Natasha Lehrer writes that after Dreyfus’s pardon and resignation from the army in 1908, “he lived quietly until his death in 1935”. Far from it. Dreyfus took an active interest in French society and politics in the years before the outbreak of the First World War, publishing and lecturing in particular on the history of syndicalism. More significantly, shortly before his fiftyfirst birthday, Major Alfred Dreyfus received his mobilization orders on August 2, 1914, subsequently serving as an experienced and efficient artillery officer both during the crucial defence of Paris in 1914 and throughout the Western Front, at times in dangerous and difficult circumstances, until 1918 when he was made a full Lieutenant Colonel, and from chevalier of the Legion of Honour was promoted to officier. As the Journal de Genève exclaimed in a headline: “Quantum mutatus ab illo”.

■ Colin Lovelace Anglet, France

In her excellent review of Maurice Samuels’s book on Alfred Dreyfus (May 30), Natasha Lehrer notes that Dreyfus died in 1935, and so was “not to witness France’s betrayal of its Jewish population five years later”. This called to mind the bitter sense of shock I felt years ago when I found Dreyfus’s family tomb at the Montparnasse cemetery and saw the name of his granddaughter directly below his, with the inscription: “A la mémoire de Madaleine LEVY deportée par les allemands disparue à Auschwitz à l’age de 25 ans”.

• • •

▶ _PARTS OF THE EXERCISE_
[1] In the Dreyfus letters, on what date did Dreyfus receive his mobilization orders?
[2] Carry on the Dreyfus letters from the point where they stop.

• • •

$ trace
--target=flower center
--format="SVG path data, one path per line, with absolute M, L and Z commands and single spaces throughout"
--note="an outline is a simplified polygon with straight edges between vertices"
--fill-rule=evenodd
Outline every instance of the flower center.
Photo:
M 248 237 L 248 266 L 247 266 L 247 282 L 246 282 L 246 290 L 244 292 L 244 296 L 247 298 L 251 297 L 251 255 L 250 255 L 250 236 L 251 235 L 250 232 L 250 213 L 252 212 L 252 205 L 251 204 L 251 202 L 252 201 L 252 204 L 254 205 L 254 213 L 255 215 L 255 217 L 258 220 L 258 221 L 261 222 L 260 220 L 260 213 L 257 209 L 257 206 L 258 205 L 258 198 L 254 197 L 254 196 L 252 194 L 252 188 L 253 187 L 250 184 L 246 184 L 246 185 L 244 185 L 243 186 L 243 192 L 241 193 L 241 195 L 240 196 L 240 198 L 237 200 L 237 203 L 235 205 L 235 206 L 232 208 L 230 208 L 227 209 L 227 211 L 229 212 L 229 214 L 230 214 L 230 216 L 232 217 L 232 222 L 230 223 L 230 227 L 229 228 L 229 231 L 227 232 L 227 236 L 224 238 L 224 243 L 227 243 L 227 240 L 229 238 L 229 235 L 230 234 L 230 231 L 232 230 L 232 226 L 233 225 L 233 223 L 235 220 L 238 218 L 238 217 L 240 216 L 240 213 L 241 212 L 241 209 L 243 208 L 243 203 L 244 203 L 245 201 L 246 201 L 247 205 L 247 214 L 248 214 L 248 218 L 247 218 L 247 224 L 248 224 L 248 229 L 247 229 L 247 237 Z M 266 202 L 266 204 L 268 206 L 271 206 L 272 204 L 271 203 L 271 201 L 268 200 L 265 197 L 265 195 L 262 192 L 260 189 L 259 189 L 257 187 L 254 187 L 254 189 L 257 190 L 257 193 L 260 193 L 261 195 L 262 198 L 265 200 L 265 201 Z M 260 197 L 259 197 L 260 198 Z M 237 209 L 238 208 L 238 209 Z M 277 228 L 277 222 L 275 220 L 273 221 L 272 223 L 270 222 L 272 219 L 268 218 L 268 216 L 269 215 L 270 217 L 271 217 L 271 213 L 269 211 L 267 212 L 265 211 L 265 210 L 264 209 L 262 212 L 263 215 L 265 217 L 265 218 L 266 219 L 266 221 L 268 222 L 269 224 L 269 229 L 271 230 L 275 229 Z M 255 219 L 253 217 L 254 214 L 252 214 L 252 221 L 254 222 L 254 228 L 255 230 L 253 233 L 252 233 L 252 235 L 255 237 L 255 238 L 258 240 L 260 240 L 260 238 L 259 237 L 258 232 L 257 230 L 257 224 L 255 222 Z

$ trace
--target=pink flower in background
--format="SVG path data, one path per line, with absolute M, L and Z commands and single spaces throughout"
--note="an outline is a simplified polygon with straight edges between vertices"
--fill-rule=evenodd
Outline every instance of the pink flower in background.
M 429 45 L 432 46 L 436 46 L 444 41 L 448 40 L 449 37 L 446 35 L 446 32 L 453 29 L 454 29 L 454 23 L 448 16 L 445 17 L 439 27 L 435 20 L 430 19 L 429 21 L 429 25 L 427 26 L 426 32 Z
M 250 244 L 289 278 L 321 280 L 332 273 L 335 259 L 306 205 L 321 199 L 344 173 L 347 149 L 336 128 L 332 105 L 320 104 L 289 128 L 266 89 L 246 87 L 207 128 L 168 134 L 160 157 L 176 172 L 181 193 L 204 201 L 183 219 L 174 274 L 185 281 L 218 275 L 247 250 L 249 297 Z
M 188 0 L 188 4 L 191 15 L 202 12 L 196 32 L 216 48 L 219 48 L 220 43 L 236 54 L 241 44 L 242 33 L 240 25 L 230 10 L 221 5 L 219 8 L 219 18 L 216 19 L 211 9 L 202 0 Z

• • •

▶ _TASK-BY-TASK OUTPUTS_
[1] August 2, 1914

[2]
Jack Flam New York

Garden chinoiserie

Nicola Shulman (May 24) writes of the eighteenth-century English landscape garden, as popularized by the likes of “Capability” Brown, as a reaction to French formalism, no doubt seeing it as part of the century-long Anglo–French rivalry. She regards it as a “Whiggish version of nature, all grass and water, grottoes, rides and templehaunted slopes”, and claims that, “despite its fakeries and upheavals”, it has entered the English “cultural bloodstream”.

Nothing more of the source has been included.